══ Testo della pagina ══

Unicredit: Messori, 'con Commerzbank può nascere colosso bancario tra primi cinque Ue'

Unicredit tenta la scalata a Commerzbank, ma in Germania si alzano le barricate: i sindacati temono per i posti di lavoro, i politici difendono l’identità nazionale della banca, e i gruppi bancari tedeschi mostrano reticenze. Tra i piccoli e medi imprenditori emerge qualche segnale di apertura, con l’idea che una fusione possa agevolare l’economia reale. Sullo sfondo si profila Deutsche Bank, che potrebbe muoversi in ottica di strategia difensiva, pur essendo ancora gravata da problemi interni. A segnalare all’Adnkronos queste dinamiche è Marcello Messori, ex presidente delle Ferrovie dello Stato ed economista dell’Istituto Universitario Europeo di Firenze: "Superare le barriere nazionali nel mercato bancario è essenziale per il progresso dell'Unione europea". Se l’operazione di Unicredit andasse a buon fine, nascerebbe un colosso bancario europeo "tra i primi cinque-sei del continente per dimensione dell'attivo - spiega il professore - in grado di oltrepassare definitivamente i vecchi confini nazionali. Sarebbe perfettamente in linea con la strada indicata anche da Draghi, e sebbene i timori sindacali per eventuali riduzioni di personale siano legittimi, opporsi alla fusione in nome della 'germanicità' di una banca è inaccettabile".

La strada è complessa ma l'operazione non è priva di sostegno: "Ci sono stati dei segnali da parte di istituzioni europee importanti - dice - la Banca Centrale europea e la stessa Banca Centrale tedesca si sono espresse favorevolmente: ovviamente non rispetto a quest'operazione nello specifico, ma rispetto ad aggregazioni transfrontaliere". Quali i prossimi passi di Unicredit? "L'amministratore delegato, Andrea Orcel, ha sottolineato in alcune occasioni che la prima mossa a questo punto non spetta a Unicredit, ma agli azionisti e, diciamo così, agli stakeholder di Commerzbank". Approccio amichevole nella scalata, ha ribadito Orcel: "Anche perché - spiega Messori - ci sono dei passaggi istituzionali comunque complicati: Unicredit attualmente ha raggiunto ufficialmente il 9% di quota proprietaria, per superare la barriera del 10% deve fare una comunicazione alla banca centrale europea e questo lo dovrà fare per i multipli del 10% fino a che poi, secondo la legge tedesca, superata la soglia del 30% dovrebbe lanciare un'offerta pubblica di acquisto. Prima di arrivare a questo punto - spiega ancora l'economista - è evidente che Unicredit voglia attendere le reazioni effettive da parte degli azionisti e degli stakeholder di Commerzbank".

═══

-- Compito 1 --
Nell'articolo su Unicredit e Commerzbank, quale quota di Commerzbank risulta raggiunta ufficialmente da Unicredit?

══ Voci ══

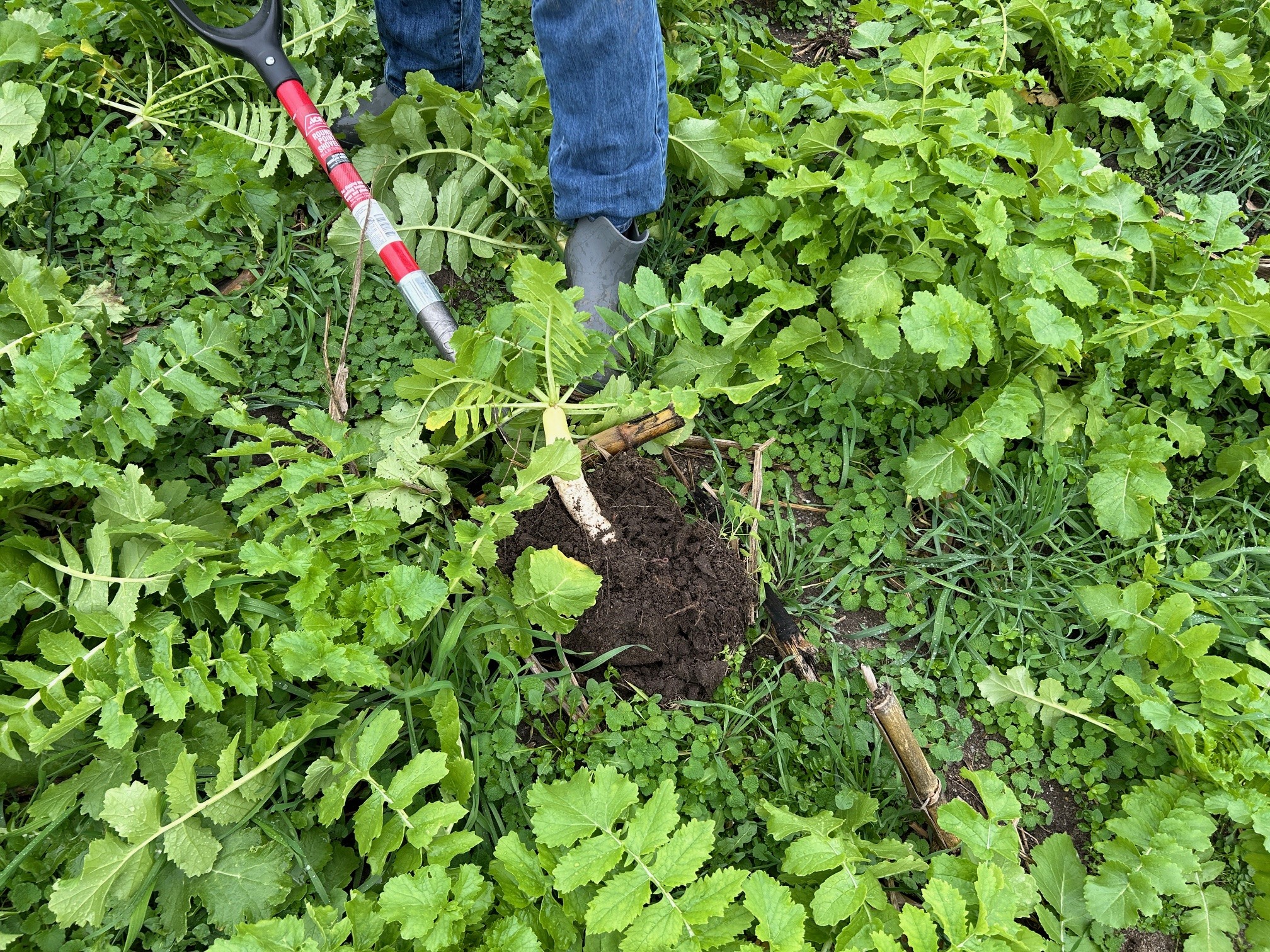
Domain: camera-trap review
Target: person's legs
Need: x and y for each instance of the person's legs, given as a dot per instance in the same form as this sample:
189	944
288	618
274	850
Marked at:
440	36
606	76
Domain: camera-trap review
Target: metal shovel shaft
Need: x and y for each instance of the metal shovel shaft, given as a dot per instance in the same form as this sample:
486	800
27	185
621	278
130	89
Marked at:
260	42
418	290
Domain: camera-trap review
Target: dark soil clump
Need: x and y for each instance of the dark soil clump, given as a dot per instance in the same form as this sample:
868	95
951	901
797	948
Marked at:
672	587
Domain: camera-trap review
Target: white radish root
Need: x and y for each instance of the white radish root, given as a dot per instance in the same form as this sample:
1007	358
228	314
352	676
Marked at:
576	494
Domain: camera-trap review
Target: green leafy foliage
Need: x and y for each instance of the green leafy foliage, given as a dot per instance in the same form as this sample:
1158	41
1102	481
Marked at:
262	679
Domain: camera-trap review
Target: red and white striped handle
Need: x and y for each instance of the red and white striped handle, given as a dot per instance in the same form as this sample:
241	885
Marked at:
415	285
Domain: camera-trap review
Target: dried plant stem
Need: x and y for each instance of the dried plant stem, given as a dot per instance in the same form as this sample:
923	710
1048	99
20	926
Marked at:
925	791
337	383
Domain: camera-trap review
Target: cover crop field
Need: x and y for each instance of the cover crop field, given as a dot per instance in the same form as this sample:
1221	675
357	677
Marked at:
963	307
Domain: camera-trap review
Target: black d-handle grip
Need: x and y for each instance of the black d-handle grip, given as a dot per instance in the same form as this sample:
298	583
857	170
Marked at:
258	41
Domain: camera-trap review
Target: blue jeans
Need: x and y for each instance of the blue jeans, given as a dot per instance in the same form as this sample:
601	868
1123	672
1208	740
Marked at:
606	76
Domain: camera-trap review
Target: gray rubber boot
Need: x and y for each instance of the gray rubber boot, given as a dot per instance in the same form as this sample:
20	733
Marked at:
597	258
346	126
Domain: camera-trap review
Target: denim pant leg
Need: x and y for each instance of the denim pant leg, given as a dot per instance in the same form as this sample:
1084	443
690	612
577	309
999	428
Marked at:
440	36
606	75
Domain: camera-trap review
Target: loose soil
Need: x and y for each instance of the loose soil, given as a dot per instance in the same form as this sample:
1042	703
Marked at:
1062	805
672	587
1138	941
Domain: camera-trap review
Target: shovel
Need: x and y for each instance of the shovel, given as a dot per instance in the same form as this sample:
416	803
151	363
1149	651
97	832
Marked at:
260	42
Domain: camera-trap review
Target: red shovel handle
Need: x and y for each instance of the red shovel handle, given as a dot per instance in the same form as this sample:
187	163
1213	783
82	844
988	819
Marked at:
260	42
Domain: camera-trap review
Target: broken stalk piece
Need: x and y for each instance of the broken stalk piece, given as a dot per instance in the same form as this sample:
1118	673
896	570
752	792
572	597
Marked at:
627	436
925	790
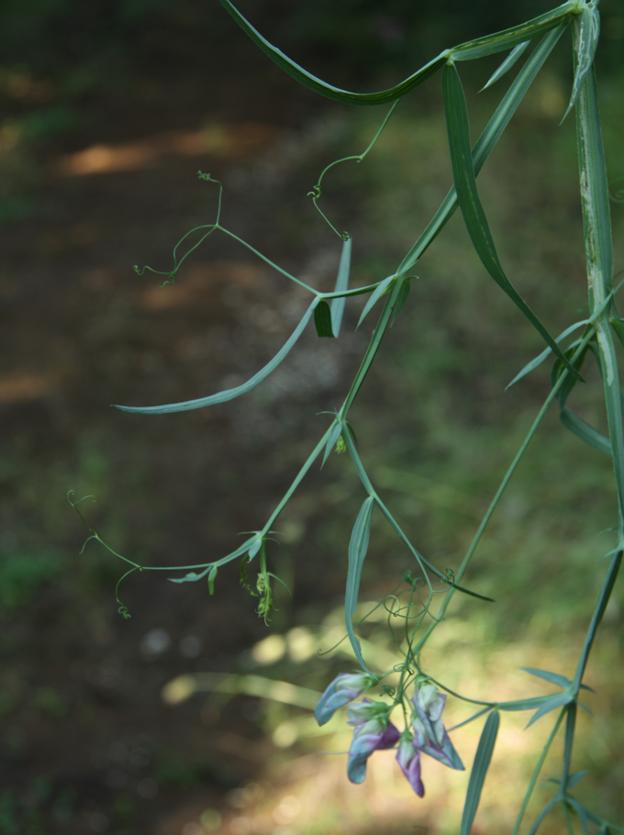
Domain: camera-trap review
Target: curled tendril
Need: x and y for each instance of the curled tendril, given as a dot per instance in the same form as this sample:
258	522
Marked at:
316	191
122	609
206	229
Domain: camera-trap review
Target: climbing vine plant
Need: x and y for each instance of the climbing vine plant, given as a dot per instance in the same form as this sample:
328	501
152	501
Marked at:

═══

-- Compito 2 --
Individua nell'elenco tutte le righe che contengono la stringa "dark" e riportale. Maiuscole e minuscole contano.

-- Soluzione 1 --
Il 9%.

-- Soluzione 2 --
Target: dark soil clump
Need: x and y for each instance of the dark soil clump, given as a dot per instance in the same form as this sample:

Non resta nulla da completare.